• Source document
|---|

California Assemblywoman Helen Thomson (D-Davis) introduced AB 1800 in January. The bill would allow persons with severe and persistent mental illness to receive treatment in community-assisted outpatient treatment programs, allowing for early intervention at a stage when treatment could have a stabilizing effect on severely ill people who might otherwise refuse treatment.
Current law "allows the symptoms of untreated schizophrenia, bipolar disorder, major depression, and other severe mental illnesses to become increasingly worse," Thompson emphasized in a speech to the California Assembly, "while the afflicted person becomes more and more resistant to treatment, and the options for effective treatment diminish."
Current commitment laws in California can keep someone in inpatient treatment for up to 180 days, and Thomson’s proposed legislation would increase that period to up to a year. However, patients who are judged to be stable enough and are agreeable to the idea would receive their medications and therapy in an outpatient setting instead of a locked ward. A team of mental health professionals led by a psychiatrist would supervise the outpatients, and an "outpatient care expediter" would coordinate all services provided to the patient. The outpatient treatment would provide immediate crisis response around the clock as well as support in coping with life’s daily demands, such as obtaining insurance coverage, housing, and financial entitlements.
Under the proposed legislation, if the patient is noncompliant with the terms of the outpatient treatment program as determined by the psychiatrist and treatment team, or if his or her mental or physical health deteriorates, the court may order that the patient be returned to inpatient treatment for the remainder of the commitment period.
The bill would reform the 30-year-old Lanterman-Petris-Short (LPS) Act, which led to the discharge of most of the nearly 30,000 patients housed in state psychiatric hospitals in California after its passage. Unfortunately, many of these patients ended up in jail or on the streets.
The problem with the LPS law, said Thomson, is that it provides for involuntary commitment and treatment of those with severe mental illness, but only after they have lost the ability to provide for their own food, clothing, or shelter or are about to hurt themselves or someone else seriously.
"The effectiveness of mental health treatment depends on timely, early intervention. Unfortunately, those suffering from an untreated severe mental illness and in most need of intervention are the least likely to seek treatment because they often lack the insight to think rationally," Thomson emphasized.
AB 1800 would also reform the hearing process, specifying that a patient’s psychiatric history be presented during the commitment hearing and recommending the consolidation of hearings. The consolidation of hearings refers to the hearing officer finding whether there is probable cause that the person should be involuntarily detained at the same time that he or she decides whether the person has the capacity to make an informed refusal of treatment. Under the current LPS law, the capacity determination for each individual is made separately from the determination of probable cause for involuntary commitment.

|---|

• Data to examine
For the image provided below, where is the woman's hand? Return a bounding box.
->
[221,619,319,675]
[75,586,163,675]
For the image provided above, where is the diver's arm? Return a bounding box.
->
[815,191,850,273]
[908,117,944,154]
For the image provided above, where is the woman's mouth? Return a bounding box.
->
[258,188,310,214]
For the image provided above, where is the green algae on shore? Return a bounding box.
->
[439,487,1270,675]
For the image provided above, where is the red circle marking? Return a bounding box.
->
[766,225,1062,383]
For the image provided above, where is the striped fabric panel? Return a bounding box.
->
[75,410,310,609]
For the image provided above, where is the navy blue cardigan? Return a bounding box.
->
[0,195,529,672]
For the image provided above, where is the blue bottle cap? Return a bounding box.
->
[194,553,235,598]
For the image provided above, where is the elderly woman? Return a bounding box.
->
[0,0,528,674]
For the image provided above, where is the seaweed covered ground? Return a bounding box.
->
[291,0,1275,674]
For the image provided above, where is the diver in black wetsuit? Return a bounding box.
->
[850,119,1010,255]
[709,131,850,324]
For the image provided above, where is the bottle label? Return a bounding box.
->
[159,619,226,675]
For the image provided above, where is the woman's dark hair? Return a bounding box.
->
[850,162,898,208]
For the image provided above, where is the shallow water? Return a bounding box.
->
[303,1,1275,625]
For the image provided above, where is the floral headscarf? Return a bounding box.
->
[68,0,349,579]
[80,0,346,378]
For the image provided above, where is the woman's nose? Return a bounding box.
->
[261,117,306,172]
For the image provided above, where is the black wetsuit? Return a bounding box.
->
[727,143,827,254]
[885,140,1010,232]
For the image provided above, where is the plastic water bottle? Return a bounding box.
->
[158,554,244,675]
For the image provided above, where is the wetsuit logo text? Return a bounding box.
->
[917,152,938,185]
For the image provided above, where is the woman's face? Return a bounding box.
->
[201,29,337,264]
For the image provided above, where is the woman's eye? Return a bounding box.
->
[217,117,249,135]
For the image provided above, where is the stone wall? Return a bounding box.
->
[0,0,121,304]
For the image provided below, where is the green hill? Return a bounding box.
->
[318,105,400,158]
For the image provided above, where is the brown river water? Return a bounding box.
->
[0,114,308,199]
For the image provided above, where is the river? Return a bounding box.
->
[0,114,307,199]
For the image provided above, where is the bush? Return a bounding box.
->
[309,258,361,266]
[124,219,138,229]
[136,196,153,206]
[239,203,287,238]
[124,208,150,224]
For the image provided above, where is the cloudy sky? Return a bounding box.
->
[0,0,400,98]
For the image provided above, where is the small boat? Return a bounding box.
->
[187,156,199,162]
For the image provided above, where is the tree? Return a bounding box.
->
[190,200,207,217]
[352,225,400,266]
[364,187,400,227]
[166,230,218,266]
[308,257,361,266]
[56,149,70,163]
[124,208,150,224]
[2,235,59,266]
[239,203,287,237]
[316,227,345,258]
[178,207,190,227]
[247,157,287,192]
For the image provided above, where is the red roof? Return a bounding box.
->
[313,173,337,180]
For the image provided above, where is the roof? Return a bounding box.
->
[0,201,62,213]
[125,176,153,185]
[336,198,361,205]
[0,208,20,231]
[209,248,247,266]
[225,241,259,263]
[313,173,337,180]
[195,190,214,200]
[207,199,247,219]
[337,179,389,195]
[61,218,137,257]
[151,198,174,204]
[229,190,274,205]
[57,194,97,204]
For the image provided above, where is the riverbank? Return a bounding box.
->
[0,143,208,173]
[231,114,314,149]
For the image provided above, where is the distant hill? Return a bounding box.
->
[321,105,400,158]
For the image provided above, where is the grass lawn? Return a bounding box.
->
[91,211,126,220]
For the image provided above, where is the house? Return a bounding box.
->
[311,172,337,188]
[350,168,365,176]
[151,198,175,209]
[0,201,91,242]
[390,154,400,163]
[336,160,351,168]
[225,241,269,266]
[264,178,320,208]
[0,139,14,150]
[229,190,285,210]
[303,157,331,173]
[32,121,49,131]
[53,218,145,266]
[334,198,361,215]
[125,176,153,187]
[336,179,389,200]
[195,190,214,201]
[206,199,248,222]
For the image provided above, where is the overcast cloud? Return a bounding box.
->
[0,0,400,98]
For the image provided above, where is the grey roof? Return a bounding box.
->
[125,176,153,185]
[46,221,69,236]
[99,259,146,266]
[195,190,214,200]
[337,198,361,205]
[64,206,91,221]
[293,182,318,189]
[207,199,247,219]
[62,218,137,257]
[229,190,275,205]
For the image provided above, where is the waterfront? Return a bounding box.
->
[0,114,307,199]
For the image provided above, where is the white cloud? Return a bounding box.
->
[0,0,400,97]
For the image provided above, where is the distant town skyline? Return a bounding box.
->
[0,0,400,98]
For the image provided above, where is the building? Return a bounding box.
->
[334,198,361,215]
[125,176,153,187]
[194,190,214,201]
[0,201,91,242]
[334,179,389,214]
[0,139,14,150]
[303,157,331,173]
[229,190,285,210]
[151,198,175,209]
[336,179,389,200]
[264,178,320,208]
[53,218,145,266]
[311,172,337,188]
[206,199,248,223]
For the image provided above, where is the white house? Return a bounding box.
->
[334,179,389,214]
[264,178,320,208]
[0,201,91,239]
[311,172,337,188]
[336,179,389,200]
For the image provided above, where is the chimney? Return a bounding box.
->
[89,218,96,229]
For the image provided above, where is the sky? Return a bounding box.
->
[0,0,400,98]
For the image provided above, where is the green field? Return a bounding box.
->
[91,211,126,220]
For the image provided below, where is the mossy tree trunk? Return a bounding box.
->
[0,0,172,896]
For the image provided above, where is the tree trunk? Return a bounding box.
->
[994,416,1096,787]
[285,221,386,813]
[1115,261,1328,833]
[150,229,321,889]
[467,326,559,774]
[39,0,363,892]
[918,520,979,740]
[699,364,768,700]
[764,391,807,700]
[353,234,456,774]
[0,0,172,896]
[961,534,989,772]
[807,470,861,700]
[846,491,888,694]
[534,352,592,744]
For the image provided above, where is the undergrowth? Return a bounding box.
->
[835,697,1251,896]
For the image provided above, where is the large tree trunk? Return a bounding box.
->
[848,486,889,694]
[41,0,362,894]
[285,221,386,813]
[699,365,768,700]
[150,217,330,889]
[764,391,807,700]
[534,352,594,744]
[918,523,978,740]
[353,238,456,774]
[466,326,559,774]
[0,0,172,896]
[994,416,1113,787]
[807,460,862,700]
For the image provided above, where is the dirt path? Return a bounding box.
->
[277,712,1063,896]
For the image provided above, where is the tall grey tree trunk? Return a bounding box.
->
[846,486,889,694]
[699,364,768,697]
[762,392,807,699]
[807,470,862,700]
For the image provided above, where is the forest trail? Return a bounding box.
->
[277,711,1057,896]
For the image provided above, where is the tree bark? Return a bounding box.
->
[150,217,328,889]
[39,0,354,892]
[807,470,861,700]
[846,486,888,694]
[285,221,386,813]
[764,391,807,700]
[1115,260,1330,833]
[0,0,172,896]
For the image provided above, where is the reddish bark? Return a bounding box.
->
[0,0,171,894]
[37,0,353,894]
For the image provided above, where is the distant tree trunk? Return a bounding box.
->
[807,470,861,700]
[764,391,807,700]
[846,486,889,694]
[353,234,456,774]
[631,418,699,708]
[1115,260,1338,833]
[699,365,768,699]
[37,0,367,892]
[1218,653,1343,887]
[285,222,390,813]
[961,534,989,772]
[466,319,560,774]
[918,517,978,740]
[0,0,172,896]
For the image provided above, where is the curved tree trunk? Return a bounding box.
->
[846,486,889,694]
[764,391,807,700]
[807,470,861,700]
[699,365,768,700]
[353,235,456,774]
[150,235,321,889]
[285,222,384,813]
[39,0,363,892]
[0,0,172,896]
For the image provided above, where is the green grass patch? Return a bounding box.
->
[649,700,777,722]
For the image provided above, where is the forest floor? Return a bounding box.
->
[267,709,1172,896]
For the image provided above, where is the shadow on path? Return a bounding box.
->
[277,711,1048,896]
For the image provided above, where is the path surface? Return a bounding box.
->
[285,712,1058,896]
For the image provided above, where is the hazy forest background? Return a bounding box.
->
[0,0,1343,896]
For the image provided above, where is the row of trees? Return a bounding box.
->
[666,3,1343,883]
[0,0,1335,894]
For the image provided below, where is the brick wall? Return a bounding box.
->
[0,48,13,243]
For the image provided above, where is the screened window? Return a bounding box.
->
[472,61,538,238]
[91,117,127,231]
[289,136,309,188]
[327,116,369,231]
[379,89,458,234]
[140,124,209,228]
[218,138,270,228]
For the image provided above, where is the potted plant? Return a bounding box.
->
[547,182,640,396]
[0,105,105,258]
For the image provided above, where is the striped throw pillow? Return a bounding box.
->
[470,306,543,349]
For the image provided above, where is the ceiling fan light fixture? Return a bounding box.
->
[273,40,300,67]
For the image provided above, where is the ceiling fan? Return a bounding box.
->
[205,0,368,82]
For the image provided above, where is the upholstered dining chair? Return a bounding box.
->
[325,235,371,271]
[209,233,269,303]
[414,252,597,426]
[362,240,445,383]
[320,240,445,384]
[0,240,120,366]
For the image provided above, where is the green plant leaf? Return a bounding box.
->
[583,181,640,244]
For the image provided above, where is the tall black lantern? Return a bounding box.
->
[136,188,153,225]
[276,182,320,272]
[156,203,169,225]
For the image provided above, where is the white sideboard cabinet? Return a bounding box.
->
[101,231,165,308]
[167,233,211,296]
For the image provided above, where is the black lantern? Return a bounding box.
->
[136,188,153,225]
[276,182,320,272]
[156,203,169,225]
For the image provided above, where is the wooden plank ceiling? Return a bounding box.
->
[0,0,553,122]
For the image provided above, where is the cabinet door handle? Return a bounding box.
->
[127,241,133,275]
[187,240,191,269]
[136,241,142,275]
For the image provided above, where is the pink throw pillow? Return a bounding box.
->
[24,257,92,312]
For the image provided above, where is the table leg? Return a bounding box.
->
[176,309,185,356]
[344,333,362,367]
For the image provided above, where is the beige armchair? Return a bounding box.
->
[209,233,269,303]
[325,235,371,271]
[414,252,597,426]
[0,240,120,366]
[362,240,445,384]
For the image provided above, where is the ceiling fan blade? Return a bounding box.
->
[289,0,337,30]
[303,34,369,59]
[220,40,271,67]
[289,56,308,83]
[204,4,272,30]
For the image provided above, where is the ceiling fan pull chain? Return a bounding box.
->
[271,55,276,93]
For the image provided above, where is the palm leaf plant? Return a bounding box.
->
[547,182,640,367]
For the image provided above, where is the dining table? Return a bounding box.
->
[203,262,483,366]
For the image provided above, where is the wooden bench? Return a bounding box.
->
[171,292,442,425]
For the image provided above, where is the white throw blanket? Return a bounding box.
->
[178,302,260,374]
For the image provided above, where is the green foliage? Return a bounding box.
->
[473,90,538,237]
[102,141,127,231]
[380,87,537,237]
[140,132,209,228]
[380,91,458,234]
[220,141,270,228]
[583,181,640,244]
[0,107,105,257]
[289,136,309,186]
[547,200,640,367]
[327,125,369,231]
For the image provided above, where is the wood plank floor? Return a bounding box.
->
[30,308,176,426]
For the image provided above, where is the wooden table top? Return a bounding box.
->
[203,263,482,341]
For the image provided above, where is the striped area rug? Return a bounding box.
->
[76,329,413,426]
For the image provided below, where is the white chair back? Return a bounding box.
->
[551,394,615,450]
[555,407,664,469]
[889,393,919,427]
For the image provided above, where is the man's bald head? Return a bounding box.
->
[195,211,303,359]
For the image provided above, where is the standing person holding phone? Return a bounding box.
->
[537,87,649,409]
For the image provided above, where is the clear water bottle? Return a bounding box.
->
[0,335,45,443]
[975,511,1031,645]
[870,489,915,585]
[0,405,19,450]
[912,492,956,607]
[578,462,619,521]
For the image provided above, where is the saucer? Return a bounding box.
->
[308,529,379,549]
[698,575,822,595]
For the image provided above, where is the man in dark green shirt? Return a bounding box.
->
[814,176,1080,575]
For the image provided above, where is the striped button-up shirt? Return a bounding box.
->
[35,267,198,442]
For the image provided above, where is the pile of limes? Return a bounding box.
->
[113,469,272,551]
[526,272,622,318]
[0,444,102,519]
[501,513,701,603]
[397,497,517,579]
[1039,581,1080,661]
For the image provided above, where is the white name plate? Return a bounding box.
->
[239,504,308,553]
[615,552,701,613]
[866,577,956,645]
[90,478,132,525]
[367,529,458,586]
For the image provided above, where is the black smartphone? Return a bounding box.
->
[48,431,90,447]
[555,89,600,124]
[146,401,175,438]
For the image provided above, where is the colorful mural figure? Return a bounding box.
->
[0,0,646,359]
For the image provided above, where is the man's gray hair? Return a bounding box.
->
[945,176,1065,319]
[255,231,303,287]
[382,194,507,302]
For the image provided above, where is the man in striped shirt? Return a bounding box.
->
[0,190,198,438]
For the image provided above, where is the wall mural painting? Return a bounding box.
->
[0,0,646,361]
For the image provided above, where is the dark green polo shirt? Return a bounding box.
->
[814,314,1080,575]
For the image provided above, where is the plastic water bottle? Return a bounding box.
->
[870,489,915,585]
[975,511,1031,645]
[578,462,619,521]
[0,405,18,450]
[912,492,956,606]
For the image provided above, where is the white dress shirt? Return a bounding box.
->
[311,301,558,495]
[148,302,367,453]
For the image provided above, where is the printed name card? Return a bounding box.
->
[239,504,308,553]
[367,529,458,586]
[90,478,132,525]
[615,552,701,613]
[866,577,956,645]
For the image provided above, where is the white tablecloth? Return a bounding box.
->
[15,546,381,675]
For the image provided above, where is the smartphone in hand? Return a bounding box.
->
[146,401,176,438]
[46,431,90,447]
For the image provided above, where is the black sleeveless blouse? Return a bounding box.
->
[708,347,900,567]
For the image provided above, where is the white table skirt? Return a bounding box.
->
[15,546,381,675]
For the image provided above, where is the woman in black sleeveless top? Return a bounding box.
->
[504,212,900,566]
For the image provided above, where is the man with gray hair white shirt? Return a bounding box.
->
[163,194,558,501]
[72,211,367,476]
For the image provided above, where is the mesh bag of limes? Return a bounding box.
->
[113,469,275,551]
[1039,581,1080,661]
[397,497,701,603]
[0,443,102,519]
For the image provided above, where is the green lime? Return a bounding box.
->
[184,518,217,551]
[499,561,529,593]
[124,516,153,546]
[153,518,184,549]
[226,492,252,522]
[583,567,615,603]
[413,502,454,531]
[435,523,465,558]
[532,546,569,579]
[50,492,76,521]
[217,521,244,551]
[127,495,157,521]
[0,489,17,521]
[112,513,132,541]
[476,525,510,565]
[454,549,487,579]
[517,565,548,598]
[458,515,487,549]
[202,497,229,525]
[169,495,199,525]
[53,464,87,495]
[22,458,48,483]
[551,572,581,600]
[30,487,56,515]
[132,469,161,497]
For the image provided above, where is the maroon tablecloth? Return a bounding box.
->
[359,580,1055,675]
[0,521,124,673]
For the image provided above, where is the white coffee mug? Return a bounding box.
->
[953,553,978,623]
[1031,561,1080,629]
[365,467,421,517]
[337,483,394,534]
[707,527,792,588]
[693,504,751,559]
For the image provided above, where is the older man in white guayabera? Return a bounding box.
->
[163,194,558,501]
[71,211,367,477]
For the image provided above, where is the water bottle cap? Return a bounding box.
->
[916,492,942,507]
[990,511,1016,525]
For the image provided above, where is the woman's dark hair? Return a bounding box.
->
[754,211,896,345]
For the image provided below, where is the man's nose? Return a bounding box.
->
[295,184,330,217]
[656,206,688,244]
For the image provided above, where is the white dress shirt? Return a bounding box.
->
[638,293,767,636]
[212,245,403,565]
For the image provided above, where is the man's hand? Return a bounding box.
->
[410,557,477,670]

|---|

• How to complete this task
According to the article on AB 1800, how long can current California commitment laws keep someone in inpatient treatment?

• Finished task
Up to 180 days.